__RECORDS SUPPLIED__:

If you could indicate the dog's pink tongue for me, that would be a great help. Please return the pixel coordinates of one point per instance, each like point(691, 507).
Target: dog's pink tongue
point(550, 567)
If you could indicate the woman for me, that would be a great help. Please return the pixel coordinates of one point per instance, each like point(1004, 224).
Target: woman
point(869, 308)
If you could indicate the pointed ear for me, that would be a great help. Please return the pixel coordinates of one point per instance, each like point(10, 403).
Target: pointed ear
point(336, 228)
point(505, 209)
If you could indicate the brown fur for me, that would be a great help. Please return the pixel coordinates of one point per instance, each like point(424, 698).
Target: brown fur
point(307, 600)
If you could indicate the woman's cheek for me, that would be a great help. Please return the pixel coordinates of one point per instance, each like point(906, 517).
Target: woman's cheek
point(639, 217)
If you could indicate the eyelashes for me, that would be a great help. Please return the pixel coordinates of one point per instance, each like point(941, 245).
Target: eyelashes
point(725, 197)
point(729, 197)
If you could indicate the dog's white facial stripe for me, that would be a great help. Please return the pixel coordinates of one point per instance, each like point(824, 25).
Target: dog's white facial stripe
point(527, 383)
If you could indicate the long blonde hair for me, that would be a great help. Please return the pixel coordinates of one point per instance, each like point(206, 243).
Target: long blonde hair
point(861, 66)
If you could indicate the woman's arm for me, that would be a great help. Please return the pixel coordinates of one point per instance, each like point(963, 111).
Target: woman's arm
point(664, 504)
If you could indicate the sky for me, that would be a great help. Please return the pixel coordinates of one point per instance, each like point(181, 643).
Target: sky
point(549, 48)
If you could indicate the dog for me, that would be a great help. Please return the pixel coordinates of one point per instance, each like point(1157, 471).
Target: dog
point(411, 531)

__WHAT THE EXERCISE ASKS__:
Lines from the one containing "If you could indicate the dog for" through the final line of the entries above are to be output exactly; omit all others.

__SOLUTION FOR THIS TASK__:
If you could indicate the dog for me, that would be a great help. Please return the pixel coordinates of one point per instance, each like point(1157, 471).
Target: dog
point(411, 531)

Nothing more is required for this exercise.